▶ _AIM_
Determine how many lines of the data below contain the string "outstretched", matching case exactly, and reply with that number alone.

▶ _DATA SUPPLIED_
· · · · ·

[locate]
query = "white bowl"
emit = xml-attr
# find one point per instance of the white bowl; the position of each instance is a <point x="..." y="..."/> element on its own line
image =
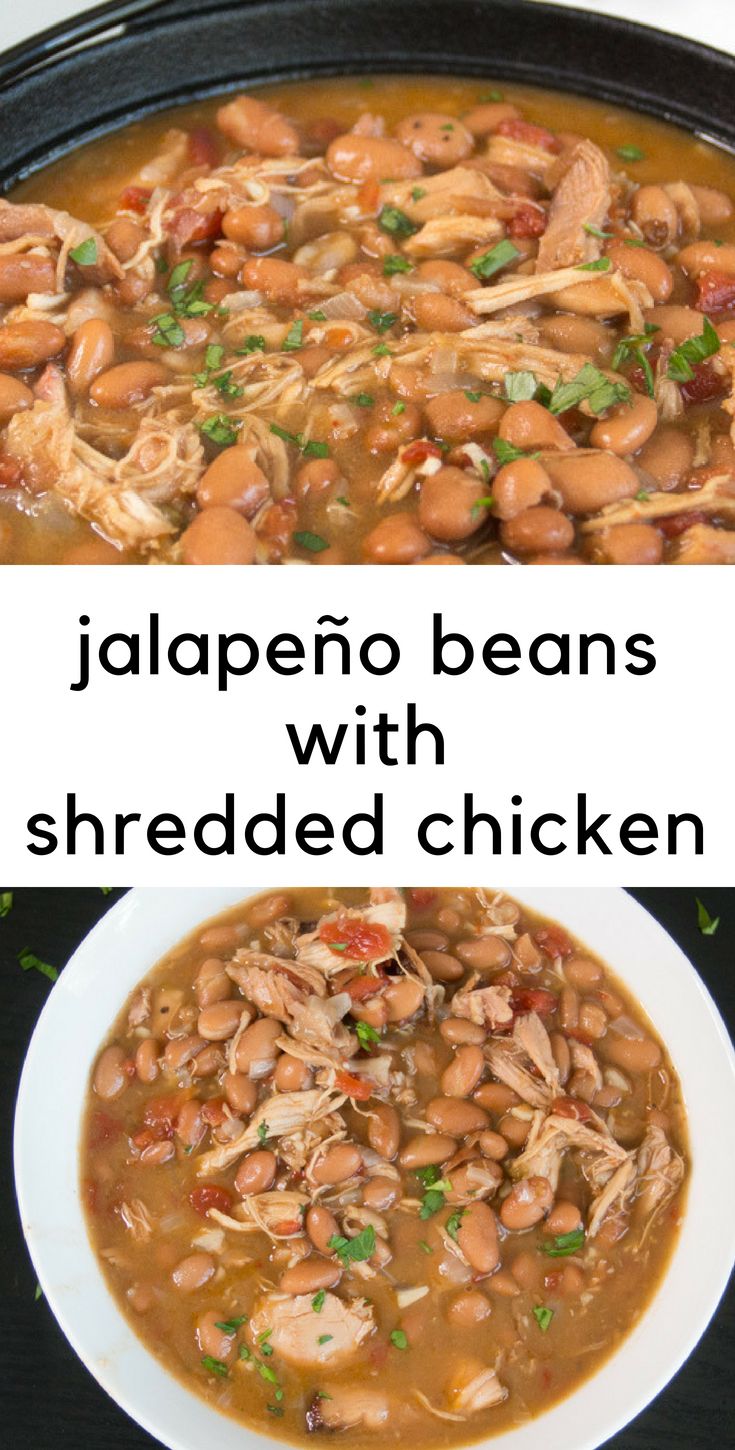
<point x="126" y="943"/>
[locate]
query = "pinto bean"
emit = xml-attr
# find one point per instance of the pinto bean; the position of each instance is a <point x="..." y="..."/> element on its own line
<point x="277" y="279"/>
<point x="254" y="226"/>
<point x="321" y="1225"/>
<point x="28" y="344"/>
<point x="468" y="1308"/>
<point x="218" y="535"/>
<point x="219" y="1020"/>
<point x="587" y="482"/>
<point x="370" y="158"/>
<point x="338" y="1163"/>
<point x="212" y="982"/>
<point x="629" y="544"/>
<point x="257" y="126"/>
<point x="483" y="953"/>
<point x="626" y="428"/>
<point x="442" y="966"/>
<point x="310" y="1275"/>
<point x="457" y="418"/>
<point x="492" y="1146"/>
<point x="292" y="1075"/>
<point x="454" y="1117"/>
<point x="538" y="529"/>
<point x="437" y="139"/>
<point x="563" y="1218"/>
<point x="22" y="273"/>
<point x="640" y="264"/>
<point x="257" y="1172"/>
<point x="126" y="383"/>
<point x="529" y="427"/>
<point x="147" y="1059"/>
<point x="389" y="428"/>
<point x="457" y="1030"/>
<point x="380" y="1194"/>
<point x="403" y="998"/>
<point x="570" y="334"/>
<point x="526" y="1204"/>
<point x="383" y="1130"/>
<point x="426" y="1149"/>
<point x="15" y="396"/>
<point x="234" y="480"/>
<point x="464" y="1072"/>
<point x="210" y="1339"/>
<point x="255" y="1051"/>
<point x="193" y="1272"/>
<point x="634" y="1054"/>
<point x="241" y="1092"/>
<point x="110" y="1073"/>
<point x="450" y="505"/>
<point x="477" y="1237"/>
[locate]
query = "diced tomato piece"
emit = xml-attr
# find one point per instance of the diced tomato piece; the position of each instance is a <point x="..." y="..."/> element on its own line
<point x="189" y="226"/>
<point x="715" y="292"/>
<point x="421" y="898"/>
<point x="213" y="1111"/>
<point x="705" y="386"/>
<point x="103" y="1128"/>
<point x="528" y="134"/>
<point x="210" y="1195"/>
<point x="361" y="988"/>
<point x="203" y="150"/>
<point x="421" y="450"/>
<point x="680" y="522"/>
<point x="528" y="221"/>
<point x="571" y="1108"/>
<point x="554" y="941"/>
<point x="135" y="199"/>
<point x="368" y="196"/>
<point x="360" y="1088"/>
<point x="534" y="999"/>
<point x="161" y="1114"/>
<point x="357" y="938"/>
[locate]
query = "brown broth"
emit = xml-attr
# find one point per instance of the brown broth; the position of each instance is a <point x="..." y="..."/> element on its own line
<point x="621" y="1268"/>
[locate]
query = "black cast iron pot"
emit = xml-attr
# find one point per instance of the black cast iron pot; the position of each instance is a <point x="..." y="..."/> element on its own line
<point x="147" y="55"/>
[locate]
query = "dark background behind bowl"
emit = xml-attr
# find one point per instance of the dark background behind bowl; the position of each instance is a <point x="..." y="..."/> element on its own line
<point x="48" y="1401"/>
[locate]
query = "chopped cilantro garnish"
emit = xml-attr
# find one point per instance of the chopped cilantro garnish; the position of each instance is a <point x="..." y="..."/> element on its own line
<point x="687" y="354"/>
<point x="395" y="222"/>
<point x="354" y="1250"/>
<point x="215" y="1366"/>
<point x="564" y="1244"/>
<point x="293" y="338"/>
<point x="252" y="344"/>
<point x="589" y="386"/>
<point x="519" y="387"/>
<point x="221" y="429"/>
<point x="492" y="261"/>
<point x="629" y="152"/>
<point x="395" y="263"/>
<point x="706" y="924"/>
<point x="31" y="963"/>
<point x="381" y="321"/>
<point x="366" y="1034"/>
<point x="312" y="541"/>
<point x="86" y="253"/>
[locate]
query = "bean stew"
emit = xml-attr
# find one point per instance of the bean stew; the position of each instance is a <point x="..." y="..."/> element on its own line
<point x="395" y="321"/>
<point x="403" y="1163"/>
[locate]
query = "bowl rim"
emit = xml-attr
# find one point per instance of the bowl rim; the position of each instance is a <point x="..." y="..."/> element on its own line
<point x="74" y="1285"/>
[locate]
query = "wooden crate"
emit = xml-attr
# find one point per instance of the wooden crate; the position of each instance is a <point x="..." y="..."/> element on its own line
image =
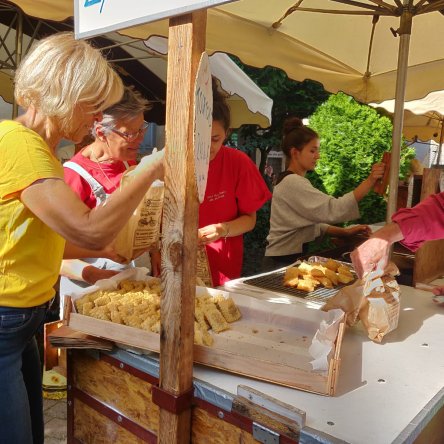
<point x="271" y="342"/>
<point x="109" y="400"/>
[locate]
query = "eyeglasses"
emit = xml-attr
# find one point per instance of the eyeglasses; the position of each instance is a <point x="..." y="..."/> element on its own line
<point x="131" y="137"/>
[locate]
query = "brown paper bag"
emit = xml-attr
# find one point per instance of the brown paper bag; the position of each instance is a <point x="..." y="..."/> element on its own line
<point x="374" y="300"/>
<point x="381" y="309"/>
<point x="349" y="299"/>
<point x="143" y="228"/>
<point x="203" y="272"/>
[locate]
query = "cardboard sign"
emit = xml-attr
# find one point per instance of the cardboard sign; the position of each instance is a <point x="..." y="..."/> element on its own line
<point x="203" y="119"/>
<point x="96" y="17"/>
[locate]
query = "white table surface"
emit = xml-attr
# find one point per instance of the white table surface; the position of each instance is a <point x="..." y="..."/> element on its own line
<point x="383" y="389"/>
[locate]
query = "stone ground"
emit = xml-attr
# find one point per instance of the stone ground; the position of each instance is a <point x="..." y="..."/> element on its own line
<point x="55" y="421"/>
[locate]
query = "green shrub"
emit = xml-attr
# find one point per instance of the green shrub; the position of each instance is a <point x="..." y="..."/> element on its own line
<point x="353" y="138"/>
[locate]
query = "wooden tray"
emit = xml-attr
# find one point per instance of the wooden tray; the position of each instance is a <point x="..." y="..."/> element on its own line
<point x="269" y="343"/>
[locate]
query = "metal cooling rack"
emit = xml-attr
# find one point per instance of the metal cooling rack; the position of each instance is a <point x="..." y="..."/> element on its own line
<point x="274" y="281"/>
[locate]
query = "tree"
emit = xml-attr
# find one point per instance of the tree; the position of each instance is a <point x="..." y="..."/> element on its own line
<point x="353" y="138"/>
<point x="289" y="98"/>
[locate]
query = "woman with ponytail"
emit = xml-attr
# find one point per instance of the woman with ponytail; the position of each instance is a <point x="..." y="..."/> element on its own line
<point x="235" y="191"/>
<point x="301" y="213"/>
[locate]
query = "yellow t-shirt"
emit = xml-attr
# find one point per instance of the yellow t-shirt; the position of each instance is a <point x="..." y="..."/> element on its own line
<point x="30" y="252"/>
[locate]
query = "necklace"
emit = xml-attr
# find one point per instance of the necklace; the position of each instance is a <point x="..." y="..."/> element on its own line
<point x="101" y="169"/>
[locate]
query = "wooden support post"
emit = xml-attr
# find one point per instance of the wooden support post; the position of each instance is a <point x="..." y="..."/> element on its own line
<point x="186" y="42"/>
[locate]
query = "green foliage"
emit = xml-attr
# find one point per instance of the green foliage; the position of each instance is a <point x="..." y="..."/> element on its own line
<point x="353" y="138"/>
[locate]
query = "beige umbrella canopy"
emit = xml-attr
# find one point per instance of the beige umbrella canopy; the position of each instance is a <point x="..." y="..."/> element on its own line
<point x="347" y="45"/>
<point x="248" y="103"/>
<point x="423" y="118"/>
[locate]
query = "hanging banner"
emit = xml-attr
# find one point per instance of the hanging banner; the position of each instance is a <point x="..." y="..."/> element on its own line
<point x="96" y="17"/>
<point x="203" y="120"/>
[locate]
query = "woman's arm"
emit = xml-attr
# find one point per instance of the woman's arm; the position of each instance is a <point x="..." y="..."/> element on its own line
<point x="235" y="227"/>
<point x="82" y="271"/>
<point x="53" y="202"/>
<point x="349" y="231"/>
<point x="373" y="254"/>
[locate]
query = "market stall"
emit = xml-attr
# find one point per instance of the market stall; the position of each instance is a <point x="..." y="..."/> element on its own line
<point x="390" y="392"/>
<point x="106" y="400"/>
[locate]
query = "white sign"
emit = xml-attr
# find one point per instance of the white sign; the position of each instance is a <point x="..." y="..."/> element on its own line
<point x="203" y="120"/>
<point x="95" y="17"/>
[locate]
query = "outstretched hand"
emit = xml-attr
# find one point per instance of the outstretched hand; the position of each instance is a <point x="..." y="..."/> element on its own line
<point x="377" y="171"/>
<point x="211" y="233"/>
<point x="371" y="255"/>
<point x="358" y="229"/>
<point x="438" y="291"/>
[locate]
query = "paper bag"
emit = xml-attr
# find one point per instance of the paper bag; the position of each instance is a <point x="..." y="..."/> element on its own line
<point x="203" y="272"/>
<point x="374" y="300"/>
<point x="381" y="308"/>
<point x="143" y="228"/>
<point x="349" y="299"/>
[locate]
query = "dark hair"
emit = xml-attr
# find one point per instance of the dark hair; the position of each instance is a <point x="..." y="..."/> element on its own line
<point x="296" y="135"/>
<point x="221" y="111"/>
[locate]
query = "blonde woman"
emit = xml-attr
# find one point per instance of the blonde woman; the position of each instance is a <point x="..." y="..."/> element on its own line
<point x="64" y="85"/>
<point x="94" y="174"/>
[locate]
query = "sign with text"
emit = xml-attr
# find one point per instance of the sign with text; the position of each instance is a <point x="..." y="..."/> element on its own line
<point x="95" y="17"/>
<point x="203" y="119"/>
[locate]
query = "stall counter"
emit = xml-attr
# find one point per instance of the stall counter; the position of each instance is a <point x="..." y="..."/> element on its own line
<point x="387" y="393"/>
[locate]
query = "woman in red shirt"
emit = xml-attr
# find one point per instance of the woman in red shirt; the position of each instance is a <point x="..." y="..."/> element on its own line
<point x="235" y="191"/>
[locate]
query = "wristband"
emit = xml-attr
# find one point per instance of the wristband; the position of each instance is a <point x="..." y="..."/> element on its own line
<point x="227" y="230"/>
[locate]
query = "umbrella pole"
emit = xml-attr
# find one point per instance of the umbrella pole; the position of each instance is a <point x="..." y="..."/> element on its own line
<point x="18" y="54"/>
<point x="441" y="138"/>
<point x="404" y="43"/>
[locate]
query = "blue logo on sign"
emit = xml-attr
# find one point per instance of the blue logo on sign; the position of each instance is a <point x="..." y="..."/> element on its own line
<point x="94" y="2"/>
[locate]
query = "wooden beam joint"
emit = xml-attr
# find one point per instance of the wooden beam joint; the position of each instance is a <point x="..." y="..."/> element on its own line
<point x="170" y="402"/>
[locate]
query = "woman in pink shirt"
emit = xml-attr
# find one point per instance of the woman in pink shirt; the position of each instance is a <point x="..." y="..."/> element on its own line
<point x="235" y="191"/>
<point x="410" y="226"/>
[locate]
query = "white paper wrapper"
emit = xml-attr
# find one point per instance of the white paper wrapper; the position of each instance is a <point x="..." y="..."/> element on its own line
<point x="323" y="340"/>
<point x="138" y="274"/>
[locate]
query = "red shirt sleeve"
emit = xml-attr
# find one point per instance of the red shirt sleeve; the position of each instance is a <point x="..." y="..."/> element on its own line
<point x="80" y="186"/>
<point x="422" y="222"/>
<point x="251" y="190"/>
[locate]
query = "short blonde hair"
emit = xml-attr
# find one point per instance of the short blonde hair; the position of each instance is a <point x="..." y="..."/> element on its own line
<point x="60" y="73"/>
<point x="128" y="108"/>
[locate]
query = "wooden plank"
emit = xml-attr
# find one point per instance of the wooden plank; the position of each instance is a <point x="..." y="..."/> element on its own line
<point x="266" y="418"/>
<point x="117" y="389"/>
<point x="51" y="355"/>
<point x="92" y="427"/>
<point x="186" y="42"/>
<point x="205" y="425"/>
<point x="266" y="344"/>
<point x="429" y="262"/>
<point x="272" y="404"/>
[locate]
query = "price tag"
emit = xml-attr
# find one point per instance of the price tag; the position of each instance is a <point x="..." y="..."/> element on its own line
<point x="203" y="119"/>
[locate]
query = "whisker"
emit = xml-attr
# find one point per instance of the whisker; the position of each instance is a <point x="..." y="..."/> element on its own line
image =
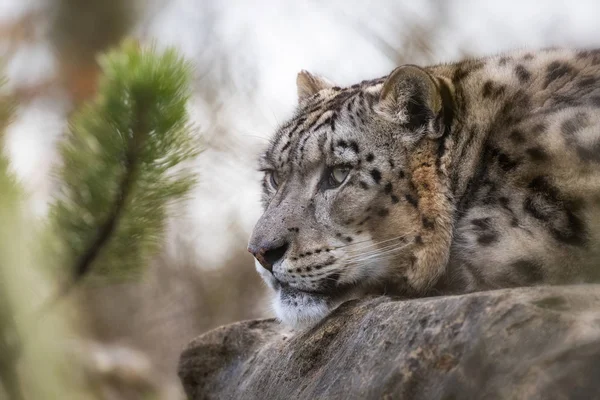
<point x="372" y="243"/>
<point x="374" y="251"/>
<point x="359" y="260"/>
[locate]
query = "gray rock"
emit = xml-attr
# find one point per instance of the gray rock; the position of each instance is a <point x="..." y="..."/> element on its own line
<point x="527" y="343"/>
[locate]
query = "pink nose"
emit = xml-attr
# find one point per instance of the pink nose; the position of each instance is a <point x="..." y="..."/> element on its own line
<point x="270" y="254"/>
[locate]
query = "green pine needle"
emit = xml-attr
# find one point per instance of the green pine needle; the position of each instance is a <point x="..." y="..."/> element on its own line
<point x="122" y="164"/>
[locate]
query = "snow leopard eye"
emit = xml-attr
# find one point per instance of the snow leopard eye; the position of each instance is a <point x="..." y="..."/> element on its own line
<point x="337" y="176"/>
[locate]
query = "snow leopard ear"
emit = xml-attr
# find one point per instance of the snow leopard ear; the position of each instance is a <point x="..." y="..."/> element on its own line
<point x="309" y="84"/>
<point x="415" y="99"/>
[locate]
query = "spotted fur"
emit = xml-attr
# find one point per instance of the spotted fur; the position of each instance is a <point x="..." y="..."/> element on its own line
<point x="462" y="177"/>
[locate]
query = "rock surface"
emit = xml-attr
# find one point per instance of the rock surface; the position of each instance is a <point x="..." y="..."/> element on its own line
<point x="527" y="343"/>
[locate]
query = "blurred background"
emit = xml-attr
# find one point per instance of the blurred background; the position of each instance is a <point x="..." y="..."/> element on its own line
<point x="246" y="56"/>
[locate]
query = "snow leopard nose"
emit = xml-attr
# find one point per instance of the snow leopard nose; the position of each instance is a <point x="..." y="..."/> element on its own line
<point x="269" y="254"/>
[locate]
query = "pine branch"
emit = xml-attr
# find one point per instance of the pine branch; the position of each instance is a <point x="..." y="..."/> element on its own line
<point x="123" y="164"/>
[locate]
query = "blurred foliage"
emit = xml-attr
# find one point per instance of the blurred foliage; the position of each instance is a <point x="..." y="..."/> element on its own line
<point x="122" y="167"/>
<point x="79" y="30"/>
<point x="118" y="173"/>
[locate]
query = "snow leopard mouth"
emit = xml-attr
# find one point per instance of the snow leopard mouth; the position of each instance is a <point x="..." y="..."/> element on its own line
<point x="300" y="308"/>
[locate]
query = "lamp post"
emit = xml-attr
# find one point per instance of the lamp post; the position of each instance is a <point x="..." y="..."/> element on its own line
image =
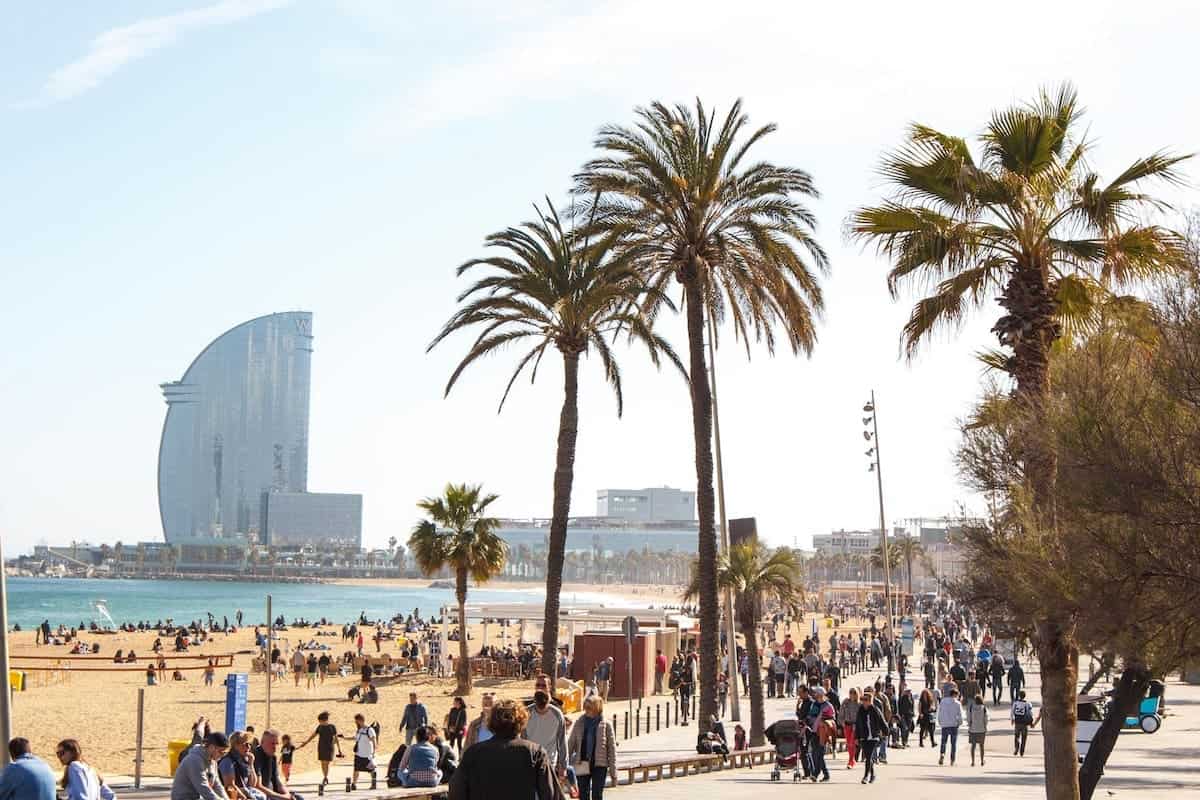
<point x="6" y="697"/>
<point x="873" y="421"/>
<point x="731" y="636"/>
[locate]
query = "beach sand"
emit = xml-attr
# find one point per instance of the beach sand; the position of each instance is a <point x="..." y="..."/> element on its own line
<point x="100" y="708"/>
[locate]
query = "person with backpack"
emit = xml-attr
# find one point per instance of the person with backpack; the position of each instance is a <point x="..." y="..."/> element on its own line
<point x="1021" y="714"/>
<point x="949" y="717"/>
<point x="977" y="727"/>
<point x="366" y="740"/>
<point x="1015" y="680"/>
<point x="870" y="728"/>
<point x="996" y="668"/>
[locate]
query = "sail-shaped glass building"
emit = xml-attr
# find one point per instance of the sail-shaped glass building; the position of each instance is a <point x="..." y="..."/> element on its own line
<point x="237" y="433"/>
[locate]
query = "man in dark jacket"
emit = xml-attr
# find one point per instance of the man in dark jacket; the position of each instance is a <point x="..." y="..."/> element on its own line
<point x="505" y="767"/>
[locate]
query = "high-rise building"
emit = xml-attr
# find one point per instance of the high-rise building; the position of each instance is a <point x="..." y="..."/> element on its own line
<point x="237" y="432"/>
<point x="659" y="504"/>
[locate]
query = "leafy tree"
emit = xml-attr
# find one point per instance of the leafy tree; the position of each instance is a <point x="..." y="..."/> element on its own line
<point x="457" y="535"/>
<point x="553" y="289"/>
<point x="757" y="576"/>
<point x="1026" y="220"/>
<point x="1127" y="431"/>
<point x="687" y="204"/>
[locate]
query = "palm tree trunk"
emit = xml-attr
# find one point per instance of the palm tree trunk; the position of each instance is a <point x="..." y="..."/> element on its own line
<point x="463" y="666"/>
<point x="564" y="477"/>
<point x="706" y="500"/>
<point x="1031" y="328"/>
<point x="754" y="669"/>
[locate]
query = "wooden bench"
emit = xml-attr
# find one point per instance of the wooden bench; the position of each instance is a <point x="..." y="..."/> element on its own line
<point x="760" y="755"/>
<point x="694" y="763"/>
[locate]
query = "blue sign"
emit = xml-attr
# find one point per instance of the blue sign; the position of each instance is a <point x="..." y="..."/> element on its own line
<point x="237" y="692"/>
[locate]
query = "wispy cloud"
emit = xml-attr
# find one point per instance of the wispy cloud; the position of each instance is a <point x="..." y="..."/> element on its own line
<point x="118" y="47"/>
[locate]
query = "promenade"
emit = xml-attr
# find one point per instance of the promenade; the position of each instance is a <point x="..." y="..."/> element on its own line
<point x="1164" y="764"/>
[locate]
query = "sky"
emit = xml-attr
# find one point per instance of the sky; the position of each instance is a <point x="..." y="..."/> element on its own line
<point x="175" y="167"/>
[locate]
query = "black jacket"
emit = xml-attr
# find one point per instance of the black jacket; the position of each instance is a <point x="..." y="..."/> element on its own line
<point x="504" y="769"/>
<point x="870" y="723"/>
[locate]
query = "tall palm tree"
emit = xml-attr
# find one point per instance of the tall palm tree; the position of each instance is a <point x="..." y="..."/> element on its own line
<point x="457" y="535"/>
<point x="756" y="575"/>
<point x="551" y="288"/>
<point x="688" y="205"/>
<point x="1026" y="221"/>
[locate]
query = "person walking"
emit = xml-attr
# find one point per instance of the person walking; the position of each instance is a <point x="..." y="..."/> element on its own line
<point x="1021" y="714"/>
<point x="415" y="716"/>
<point x="847" y="715"/>
<point x="479" y="731"/>
<point x="28" y="777"/>
<point x="1015" y="680"/>
<point x="869" y="729"/>
<point x="687" y="684"/>
<point x="456" y="723"/>
<point x="927" y="711"/>
<point x="79" y="780"/>
<point x="996" y="669"/>
<point x="604" y="678"/>
<point x="365" y="744"/>
<point x="820" y="717"/>
<point x="593" y="750"/>
<point x="327" y="741"/>
<point x="505" y="767"/>
<point x="977" y="727"/>
<point x="949" y="717"/>
<point x="547" y="727"/>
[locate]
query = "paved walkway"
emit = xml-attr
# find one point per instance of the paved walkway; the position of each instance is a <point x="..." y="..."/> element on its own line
<point x="1165" y="764"/>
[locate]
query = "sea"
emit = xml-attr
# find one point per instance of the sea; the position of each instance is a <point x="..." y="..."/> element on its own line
<point x="107" y="601"/>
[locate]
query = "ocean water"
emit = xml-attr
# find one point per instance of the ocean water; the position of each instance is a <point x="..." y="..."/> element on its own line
<point x="71" y="601"/>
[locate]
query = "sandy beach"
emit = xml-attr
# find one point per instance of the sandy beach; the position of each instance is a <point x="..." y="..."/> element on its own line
<point x="100" y="708"/>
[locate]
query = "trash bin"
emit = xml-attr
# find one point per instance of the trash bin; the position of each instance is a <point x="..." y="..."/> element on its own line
<point x="175" y="749"/>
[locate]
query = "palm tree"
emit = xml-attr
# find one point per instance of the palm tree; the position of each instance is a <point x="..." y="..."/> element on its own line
<point x="459" y="535"/>
<point x="1026" y="220"/>
<point x="756" y="575"/>
<point x="552" y="288"/>
<point x="678" y="191"/>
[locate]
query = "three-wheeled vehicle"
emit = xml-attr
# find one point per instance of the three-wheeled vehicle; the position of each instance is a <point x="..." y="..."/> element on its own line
<point x="1150" y="711"/>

· · · · ·

▶ _WRITTEN RESPONSE_
2